Why Doulas? Because Modern Birth Isn’t Grounded in LOVE.

In a modern world that’s disconnected from our roots, and dismissive of the ancient traditions of women helping women…what is the role of a doula?

In a culture where experts are sought after and deferred to, in a country where 99% of women give birth in hospitals, with highly trained obstetricians…where does a doula fit in?

The role of a doula is unique in that it’s defined at least in part by the individual women we work with.

Some women need physical support, others need emotional support.  Some women hire a doula as a sort of insurance policy, just in case their birth doesn’t go as planned.  Others want a doula to help them avoid pain medication or unwanted interventions. No two births a doula attends will ever be the same.

It’s a paradox that while childbirth is a universal phenomenon, it’s also intimately, utterly subjective, personal, and specific to each woman, each baby, each labor, and delivery.  As long as humanity plods onward, babies will be born, and women will be transformed into mothers.

Our role as doulas is, in the most basic sense, to help women feel supported and at ease during their journey toward motherhood.

Doulas are becoming more common and sought after by pregnant women, which is wonderful news!  Statistics show that the single most effective thing you can do to have a shorter and less painful labor and minimize your risk of unnecessary interventions is to hire a doula!  However, a doula is not a guarantee that you’ll have the birth of your dreams.

Ultimately, I feel that my role as a doula is to help a woman feel confident and at peace with her labor and birth, however it unfolds.  Things seldom unfold precisely as expected in birth – but in our structured society, being comfortable with not-knowing is almost a lost art.  

As doulas, we must go into each and every birth with the desire to help educate, inform, and inspire our clients – yet – we must accept without judgment that it is their birth, their choices, and their journey to traverse.

We can be a trail guide in unfamiliar territory, but we cannot carry someone every step of the way – and even if we could, we shouldn’t.  It’s simply not our path to tread.

The journey across the farthest reaches of laborland and back again is a narrow bridge that each mother must ultimately cross alone, no matter how much support she has.  

Doulas are in many ways, sacred witnesses of the collective reality of birth in modern culture, where we’ve forgotten the folk wisdom and the traditional knowledge of the ages.  

We find ourselves laughing in triumph and crying bitter tears over births – sometimes with the women we serve, sometimes with other birthworkers, and nearly always, alone.  We support unconditionally, we hold space for sacredness and peace within the outcomes that unfold, and we often find ourselves processing each birth from multiple perspectives, both the mother’s and our own.  

Doula work entails deep, writhing, unrelenting emotional analysis of ourselves. It requires examination and reexamination of our perspective, our biases.  continual and conscious upgrading of our emotional intelligence, our empathy, our nuanced skill in both verbal and nonverbal communication.
-=-=-=-=-
*EXPLORE THE MATERIAL*.
(a) Answer these questions from the text on doulas:
(i) What percentage of women in the country give birth in hospitals?
(ii) According to the statistics cited, what is the single most effective thing a woman can do to have a shorter and less painful labor?
(iii) What does each mother ultimately have to cross alone?
(b) Reproduce word for word the passage of the text on doulas whose opening words contain "In a culture" and whose closing words are "be the same.".

[Image-backed grounding data]
-=-=-=-=-
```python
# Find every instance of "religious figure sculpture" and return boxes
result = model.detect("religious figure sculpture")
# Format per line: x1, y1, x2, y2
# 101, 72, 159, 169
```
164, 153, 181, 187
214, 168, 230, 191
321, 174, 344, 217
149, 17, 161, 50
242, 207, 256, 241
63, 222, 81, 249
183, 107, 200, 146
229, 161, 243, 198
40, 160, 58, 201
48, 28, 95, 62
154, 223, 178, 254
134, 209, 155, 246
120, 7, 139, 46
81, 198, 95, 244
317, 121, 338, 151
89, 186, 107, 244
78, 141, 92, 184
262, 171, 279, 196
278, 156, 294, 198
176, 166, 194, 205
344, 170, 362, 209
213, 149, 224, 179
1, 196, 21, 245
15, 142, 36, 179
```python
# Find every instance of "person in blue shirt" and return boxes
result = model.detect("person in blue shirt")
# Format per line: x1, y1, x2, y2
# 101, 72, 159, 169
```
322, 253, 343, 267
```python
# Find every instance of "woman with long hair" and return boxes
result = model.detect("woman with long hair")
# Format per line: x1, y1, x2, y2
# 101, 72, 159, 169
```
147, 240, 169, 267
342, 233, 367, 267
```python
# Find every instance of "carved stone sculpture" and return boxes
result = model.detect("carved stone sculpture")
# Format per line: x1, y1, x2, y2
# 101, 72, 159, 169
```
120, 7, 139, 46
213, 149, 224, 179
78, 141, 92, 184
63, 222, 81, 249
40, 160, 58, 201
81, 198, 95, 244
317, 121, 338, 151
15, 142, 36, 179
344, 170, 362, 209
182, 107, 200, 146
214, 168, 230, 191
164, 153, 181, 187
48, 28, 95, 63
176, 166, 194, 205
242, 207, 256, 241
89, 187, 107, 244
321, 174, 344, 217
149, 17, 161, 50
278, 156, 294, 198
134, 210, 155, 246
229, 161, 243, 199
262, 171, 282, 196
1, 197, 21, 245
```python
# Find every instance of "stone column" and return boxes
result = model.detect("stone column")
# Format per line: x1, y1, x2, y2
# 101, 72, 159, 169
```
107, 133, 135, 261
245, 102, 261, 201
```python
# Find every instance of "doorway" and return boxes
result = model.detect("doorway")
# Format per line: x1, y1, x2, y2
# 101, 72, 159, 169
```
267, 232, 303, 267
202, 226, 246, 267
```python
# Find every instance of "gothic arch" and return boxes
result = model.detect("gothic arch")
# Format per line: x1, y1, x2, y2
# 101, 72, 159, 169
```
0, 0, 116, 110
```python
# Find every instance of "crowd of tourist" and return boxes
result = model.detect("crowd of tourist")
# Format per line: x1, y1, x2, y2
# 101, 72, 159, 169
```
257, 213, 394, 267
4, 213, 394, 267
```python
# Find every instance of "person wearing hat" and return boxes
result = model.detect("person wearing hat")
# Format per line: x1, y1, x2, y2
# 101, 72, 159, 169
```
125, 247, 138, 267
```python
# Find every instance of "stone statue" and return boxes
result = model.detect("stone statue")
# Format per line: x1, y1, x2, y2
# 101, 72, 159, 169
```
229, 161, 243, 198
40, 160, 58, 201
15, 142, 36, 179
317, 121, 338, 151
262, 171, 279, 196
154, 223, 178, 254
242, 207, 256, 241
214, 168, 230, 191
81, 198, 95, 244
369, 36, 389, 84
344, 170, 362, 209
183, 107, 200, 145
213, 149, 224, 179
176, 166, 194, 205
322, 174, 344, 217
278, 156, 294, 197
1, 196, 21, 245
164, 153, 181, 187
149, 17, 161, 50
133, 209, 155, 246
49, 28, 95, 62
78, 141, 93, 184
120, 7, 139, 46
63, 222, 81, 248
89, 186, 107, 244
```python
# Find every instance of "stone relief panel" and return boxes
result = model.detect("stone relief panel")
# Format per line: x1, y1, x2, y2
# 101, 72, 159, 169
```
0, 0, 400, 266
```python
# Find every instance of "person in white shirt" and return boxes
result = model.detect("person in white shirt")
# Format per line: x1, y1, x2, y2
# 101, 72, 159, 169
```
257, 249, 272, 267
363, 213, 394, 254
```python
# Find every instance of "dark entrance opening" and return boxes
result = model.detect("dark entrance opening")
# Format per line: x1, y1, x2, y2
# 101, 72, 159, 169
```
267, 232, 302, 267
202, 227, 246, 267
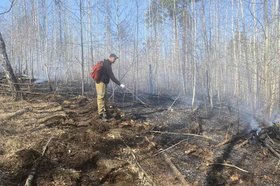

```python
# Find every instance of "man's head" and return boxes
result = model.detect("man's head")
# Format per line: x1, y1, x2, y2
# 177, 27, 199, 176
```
109, 54, 119, 63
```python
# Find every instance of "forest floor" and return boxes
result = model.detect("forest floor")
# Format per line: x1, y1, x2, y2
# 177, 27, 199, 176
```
0, 88, 280, 186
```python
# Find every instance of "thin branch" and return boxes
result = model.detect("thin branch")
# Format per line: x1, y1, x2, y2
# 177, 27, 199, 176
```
151, 130, 215, 142
208, 163, 249, 173
0, 0, 15, 15
154, 139, 188, 156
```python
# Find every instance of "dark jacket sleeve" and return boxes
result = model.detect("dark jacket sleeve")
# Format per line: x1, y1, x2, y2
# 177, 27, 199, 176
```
105, 62, 121, 85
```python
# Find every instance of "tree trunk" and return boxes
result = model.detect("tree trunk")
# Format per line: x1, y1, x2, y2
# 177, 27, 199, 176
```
0, 32, 20, 100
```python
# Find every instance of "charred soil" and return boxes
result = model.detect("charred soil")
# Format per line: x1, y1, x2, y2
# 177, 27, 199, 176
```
0, 92, 280, 186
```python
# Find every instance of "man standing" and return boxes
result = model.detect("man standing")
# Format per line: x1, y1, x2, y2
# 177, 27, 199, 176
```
95, 54, 125, 121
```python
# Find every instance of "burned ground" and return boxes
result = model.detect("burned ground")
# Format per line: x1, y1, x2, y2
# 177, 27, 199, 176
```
0, 92, 280, 185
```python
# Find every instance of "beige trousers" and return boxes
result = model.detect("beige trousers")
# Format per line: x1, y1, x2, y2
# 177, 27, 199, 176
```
95, 82, 107, 114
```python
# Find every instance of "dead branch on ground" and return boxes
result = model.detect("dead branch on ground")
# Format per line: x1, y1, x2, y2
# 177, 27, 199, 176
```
151, 130, 216, 142
24, 137, 53, 186
145, 137, 191, 186
208, 163, 249, 173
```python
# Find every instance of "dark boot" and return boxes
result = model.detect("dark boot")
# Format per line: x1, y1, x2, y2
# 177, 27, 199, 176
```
101, 113, 109, 122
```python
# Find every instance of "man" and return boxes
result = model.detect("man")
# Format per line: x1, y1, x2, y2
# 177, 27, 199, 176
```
95, 54, 125, 121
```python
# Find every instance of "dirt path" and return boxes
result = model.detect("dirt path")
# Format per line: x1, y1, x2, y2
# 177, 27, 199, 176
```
0, 96, 280, 185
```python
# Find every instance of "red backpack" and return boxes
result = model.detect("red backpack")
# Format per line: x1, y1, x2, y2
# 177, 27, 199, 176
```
90, 61, 103, 82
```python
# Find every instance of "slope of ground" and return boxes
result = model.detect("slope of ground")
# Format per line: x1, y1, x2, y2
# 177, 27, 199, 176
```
0, 95, 280, 186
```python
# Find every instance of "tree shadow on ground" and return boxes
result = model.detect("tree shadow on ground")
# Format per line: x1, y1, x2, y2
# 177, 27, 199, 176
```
205, 130, 248, 186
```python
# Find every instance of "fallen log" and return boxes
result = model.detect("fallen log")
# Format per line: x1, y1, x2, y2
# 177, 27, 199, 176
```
-=-=-=-=-
*EXPECTED RESULTS*.
(a)
(i) 99%
(ii) Hire a doula.
(iii) A narrow bridge: the journey across the farthest reaches of laborland and back again.

(b)
In a culture where experts are sought after and deferred to, in a country where 99% of women give birth in hospitals, with highly trained obstetricians…where does a doula fit in?

The role of a doula is unique in that it’s defined at least in part by the individual women we work with.

Some women need physical support, others need emotional support.  Some women hire a doula as a sort of insurance policy, just in case their birth doesn’t go as planned.  Others want a doula to help them avoid pain medication or unwanted interventions. No two births a doula attends will ever be the same.